───── Extracted data
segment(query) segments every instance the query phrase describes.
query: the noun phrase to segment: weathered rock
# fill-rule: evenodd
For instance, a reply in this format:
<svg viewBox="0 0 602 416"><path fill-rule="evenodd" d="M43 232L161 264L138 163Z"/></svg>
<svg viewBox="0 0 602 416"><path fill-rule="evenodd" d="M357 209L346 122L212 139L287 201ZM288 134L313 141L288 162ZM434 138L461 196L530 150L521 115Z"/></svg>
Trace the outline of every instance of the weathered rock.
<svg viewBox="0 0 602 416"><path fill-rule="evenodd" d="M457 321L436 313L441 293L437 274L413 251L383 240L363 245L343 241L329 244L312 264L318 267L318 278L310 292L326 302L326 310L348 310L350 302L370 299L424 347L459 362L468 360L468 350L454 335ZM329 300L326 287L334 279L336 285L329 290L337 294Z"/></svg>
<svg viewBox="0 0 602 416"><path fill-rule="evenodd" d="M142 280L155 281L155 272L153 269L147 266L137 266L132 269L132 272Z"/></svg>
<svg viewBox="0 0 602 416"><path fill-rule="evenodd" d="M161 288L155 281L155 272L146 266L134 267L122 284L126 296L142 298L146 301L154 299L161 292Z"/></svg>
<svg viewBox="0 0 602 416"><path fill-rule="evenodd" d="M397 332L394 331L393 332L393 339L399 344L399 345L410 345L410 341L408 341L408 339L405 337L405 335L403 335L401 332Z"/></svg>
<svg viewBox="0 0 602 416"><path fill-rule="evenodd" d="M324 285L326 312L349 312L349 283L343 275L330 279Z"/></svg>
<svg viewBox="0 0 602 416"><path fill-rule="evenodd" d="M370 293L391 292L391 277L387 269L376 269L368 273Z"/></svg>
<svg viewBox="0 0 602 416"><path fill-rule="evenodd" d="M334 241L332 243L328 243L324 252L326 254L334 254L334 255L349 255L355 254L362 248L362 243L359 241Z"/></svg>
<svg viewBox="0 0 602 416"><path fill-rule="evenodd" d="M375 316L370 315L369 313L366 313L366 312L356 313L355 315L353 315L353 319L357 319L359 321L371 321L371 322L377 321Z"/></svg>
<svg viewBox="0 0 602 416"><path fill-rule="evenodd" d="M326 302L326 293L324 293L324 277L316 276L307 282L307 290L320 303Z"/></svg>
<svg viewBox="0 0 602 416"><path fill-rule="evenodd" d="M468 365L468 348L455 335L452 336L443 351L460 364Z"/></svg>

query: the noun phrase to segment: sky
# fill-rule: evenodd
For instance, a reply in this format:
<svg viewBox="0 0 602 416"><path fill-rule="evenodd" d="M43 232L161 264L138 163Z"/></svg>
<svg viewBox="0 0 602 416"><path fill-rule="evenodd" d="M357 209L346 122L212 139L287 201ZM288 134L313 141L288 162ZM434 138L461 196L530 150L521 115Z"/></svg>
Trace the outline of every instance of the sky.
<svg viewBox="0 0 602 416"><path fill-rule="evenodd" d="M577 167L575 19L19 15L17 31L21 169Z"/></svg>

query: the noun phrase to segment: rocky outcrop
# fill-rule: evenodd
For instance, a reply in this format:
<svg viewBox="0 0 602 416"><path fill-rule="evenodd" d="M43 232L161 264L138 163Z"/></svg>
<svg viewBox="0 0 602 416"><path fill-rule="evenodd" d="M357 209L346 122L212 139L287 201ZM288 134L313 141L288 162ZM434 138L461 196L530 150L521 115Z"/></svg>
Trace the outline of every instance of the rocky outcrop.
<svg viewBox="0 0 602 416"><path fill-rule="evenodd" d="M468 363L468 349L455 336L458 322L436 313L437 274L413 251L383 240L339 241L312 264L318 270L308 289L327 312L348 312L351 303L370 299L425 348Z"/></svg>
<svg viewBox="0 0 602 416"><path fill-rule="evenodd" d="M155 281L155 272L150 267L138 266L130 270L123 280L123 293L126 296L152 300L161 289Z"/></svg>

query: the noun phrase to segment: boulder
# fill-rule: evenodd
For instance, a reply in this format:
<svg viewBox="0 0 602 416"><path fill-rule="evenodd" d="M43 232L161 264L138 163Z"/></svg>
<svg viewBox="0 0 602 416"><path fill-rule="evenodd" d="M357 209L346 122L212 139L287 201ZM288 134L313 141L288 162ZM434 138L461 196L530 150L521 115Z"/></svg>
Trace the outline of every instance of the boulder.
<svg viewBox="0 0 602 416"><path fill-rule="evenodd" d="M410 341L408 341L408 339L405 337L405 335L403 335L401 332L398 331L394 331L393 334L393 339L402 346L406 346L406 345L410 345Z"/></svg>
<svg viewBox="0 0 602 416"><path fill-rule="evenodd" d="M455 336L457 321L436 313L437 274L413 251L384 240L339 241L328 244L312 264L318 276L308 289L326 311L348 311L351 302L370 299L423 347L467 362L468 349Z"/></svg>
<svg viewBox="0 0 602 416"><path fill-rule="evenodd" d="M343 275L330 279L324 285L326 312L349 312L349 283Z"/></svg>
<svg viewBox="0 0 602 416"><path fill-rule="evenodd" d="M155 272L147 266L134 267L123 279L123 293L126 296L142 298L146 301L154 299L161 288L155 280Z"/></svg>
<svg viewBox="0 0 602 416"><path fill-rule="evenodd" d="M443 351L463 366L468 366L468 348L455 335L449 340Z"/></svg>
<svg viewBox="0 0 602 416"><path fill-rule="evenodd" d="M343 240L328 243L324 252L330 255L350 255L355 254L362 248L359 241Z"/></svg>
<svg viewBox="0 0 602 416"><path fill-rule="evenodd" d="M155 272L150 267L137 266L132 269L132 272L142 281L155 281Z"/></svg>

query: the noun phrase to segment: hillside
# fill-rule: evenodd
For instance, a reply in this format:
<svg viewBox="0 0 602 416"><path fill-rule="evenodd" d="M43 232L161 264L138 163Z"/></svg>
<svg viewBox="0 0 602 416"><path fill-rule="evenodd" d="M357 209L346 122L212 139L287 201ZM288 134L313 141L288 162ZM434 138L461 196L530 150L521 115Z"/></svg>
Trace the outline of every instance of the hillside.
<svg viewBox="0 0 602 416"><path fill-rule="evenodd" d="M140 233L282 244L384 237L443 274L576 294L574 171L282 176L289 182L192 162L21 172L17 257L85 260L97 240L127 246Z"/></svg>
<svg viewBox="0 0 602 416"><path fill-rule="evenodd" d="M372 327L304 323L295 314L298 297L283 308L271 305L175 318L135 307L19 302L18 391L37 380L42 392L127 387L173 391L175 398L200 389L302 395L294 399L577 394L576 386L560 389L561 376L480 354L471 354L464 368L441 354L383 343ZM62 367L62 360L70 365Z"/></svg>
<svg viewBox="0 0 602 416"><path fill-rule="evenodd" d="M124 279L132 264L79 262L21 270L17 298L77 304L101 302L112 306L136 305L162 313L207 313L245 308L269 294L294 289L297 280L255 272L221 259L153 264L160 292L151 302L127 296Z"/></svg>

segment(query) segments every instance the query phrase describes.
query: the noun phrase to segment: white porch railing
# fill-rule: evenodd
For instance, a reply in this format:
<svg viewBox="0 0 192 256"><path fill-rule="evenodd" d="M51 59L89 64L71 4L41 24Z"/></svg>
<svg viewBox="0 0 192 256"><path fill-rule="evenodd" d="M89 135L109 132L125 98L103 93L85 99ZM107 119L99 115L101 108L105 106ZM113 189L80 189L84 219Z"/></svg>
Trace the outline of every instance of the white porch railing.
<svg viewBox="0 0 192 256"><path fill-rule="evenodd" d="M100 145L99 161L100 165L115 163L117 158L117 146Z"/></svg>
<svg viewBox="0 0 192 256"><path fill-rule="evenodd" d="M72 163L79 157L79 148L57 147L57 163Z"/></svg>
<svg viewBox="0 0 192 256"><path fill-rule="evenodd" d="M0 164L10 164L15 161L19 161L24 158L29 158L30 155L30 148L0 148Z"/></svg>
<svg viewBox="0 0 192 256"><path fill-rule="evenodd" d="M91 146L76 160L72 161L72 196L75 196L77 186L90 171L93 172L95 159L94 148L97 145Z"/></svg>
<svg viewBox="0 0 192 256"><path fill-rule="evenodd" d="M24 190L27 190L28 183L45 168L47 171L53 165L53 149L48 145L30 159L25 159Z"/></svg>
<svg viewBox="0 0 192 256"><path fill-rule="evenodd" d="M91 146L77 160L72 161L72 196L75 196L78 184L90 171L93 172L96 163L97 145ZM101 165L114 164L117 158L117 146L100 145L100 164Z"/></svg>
──────────
• Directions for this task: Give back, word for word, the stretch of the data from its very first line through the line containing "321L436 313L441 293L437", with both of those lines included.

• Exercise response:
segment(query) segments every instance the query phrase describes.
query: the noun phrase to segment: weathered rock
# fill-rule: evenodd
For instance, a reply in this format:
<svg viewBox="0 0 602 416"><path fill-rule="evenodd" d="M43 232L161 264L138 163Z"/></svg>
<svg viewBox="0 0 602 416"><path fill-rule="evenodd" d="M357 209L346 122L212 139L287 201ZM288 134L313 141L288 162ZM434 138L461 196L530 150L521 115Z"/></svg>
Trace the outline of every instance of the weathered rock.
<svg viewBox="0 0 602 416"><path fill-rule="evenodd" d="M457 321L436 313L441 293L437 274L413 251L383 240L363 245L343 241L329 244L312 264L318 267L318 278L310 292L326 302L326 310L348 310L350 302L370 299L424 347L459 362L468 360L468 350L454 335ZM329 300L326 287L334 279L336 285L329 290L337 294Z"/></svg>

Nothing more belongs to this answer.